WORK TO DO: Convert the entries below into a two-column CSV with the header row input,output, one row per entry. Put each entry's text under input and its answer under output, each as a single quoted field with line breaks replaced by spaces.

SUPPLIED ENTRIES:
================================

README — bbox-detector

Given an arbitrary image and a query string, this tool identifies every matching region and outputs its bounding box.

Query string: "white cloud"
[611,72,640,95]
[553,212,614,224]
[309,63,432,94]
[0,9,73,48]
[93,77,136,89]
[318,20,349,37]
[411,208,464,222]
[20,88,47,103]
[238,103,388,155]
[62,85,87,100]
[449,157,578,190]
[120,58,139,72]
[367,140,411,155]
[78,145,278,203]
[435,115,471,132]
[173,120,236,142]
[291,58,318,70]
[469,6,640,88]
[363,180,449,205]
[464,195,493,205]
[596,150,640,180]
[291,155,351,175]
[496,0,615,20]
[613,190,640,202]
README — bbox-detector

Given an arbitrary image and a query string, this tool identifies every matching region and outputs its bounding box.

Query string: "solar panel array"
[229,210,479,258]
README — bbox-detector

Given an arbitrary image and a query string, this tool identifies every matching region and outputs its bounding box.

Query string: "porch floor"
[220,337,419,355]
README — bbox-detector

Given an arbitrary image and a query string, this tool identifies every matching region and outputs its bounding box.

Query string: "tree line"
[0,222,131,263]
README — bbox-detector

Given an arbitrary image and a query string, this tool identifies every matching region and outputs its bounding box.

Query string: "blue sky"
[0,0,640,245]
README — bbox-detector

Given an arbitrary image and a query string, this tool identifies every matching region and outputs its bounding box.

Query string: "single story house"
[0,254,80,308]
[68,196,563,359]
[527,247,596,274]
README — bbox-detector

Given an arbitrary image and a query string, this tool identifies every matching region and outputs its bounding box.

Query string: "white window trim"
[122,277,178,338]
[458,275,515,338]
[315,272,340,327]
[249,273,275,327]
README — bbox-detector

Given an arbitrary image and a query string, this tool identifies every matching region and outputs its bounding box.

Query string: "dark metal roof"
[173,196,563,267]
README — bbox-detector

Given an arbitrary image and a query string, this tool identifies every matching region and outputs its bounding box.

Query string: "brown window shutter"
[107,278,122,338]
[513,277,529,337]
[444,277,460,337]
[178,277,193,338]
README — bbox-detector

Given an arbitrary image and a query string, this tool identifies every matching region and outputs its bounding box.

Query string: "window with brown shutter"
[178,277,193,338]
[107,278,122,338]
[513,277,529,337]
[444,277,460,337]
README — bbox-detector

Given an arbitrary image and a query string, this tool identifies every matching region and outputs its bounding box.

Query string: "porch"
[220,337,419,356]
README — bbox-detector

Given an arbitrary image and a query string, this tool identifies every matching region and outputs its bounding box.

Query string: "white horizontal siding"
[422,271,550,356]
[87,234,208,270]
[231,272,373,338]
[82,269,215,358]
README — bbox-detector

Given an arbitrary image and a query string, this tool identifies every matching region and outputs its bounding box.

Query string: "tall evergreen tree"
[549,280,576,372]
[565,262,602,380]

================================

RESULT:
input,output
"README — bbox-detector Given an arbitrary image and a query string, this tool identifies every matching region and outputs its bounding box. Query string: ""white cloud""","[611,72,640,95] [553,212,614,224] [309,63,432,94] [0,9,73,48] [93,77,136,89] [318,20,349,37] [411,208,464,222] [20,88,47,103] [238,103,388,155] [62,85,87,100] [449,157,578,190] [120,58,139,72] [367,140,411,155] [78,145,278,203] [435,115,471,132] [173,120,236,142] [291,58,318,70] [469,6,640,88] [363,180,449,205] [464,195,493,205] [596,150,640,180] [291,155,351,175] [496,0,615,20] [613,190,640,202]"
"README — bbox-detector Given an arbitrary image and a query string, this tool identifies every matching region and outputs its bounding box. Query string: ""solar panel array""","[229,210,479,258]"
"README — bbox-detector Given an arbitrary image and a query string, this tool identifies every matching region and outputs its bounding box. Query string: ""porch floor""","[220,337,419,355]"
"README — bbox-detector Given an arbitrary image and a query string, this tool identifies every matching region and outputs its bounding box. Query string: ""tree line""","[0,222,131,263]"
"README — bbox-detector Given an arbitrary image and a query string, this tool identifies every matching region and outputs its bounding box. Query string: ""blue sky""","[0,0,640,245]"
"README — bbox-detector Given an arbitrary image and a query string, this tool identifies every matching region and outputs its bounding box. Query string: ""single story house""","[0,254,80,308] [68,196,563,359] [527,247,596,274]"
"README — bbox-detector Given an arbitrary image and a query string, this tool identifies every matching region and outputs its bounding box. Query string: ""white window trim""","[122,277,178,338] [458,275,515,338] [315,272,340,327] [249,273,275,327]"
"README — bbox-detector Given an arbitrary image and a query string, this tool identifies every matching region and outputs its bounding box. Query string: ""dark metal roof""","[173,196,563,267]"
"README — bbox-detector Given an arbitrary image and a query string, this tool identifies every matching region and outputs its bounding box. Query string: ""brown window shutter""","[107,278,122,338] [513,277,529,337] [444,277,460,337] [178,277,193,338]"
"README — bbox-detector Given an arbitrary image and a query string, this tool identifies every matching region and outputs its bounding box. Query string: ""window with brown shutter""","[178,277,193,338] [107,278,122,338] [513,277,529,337] [444,277,460,337]"
"README — bbox-detector Given an arbitrary image and a query string, this tool identifies every matching region and outputs its bounding box. Query string: ""porch""","[220,337,419,356]"
"README — bbox-detector Given an arbitrary image and a query string, this tool identifies every matching region and outputs its bounding box. Query string: ""white horizontal siding""","[422,271,550,356] [87,234,208,270] [231,272,373,338] [82,269,215,358]"
"README — bbox-detector Given an arbitrary image and a query string, this tool identifies every matching region and outputs its bounding box. Query string: ""tall evergreen tree""","[549,280,576,372] [565,262,602,380]"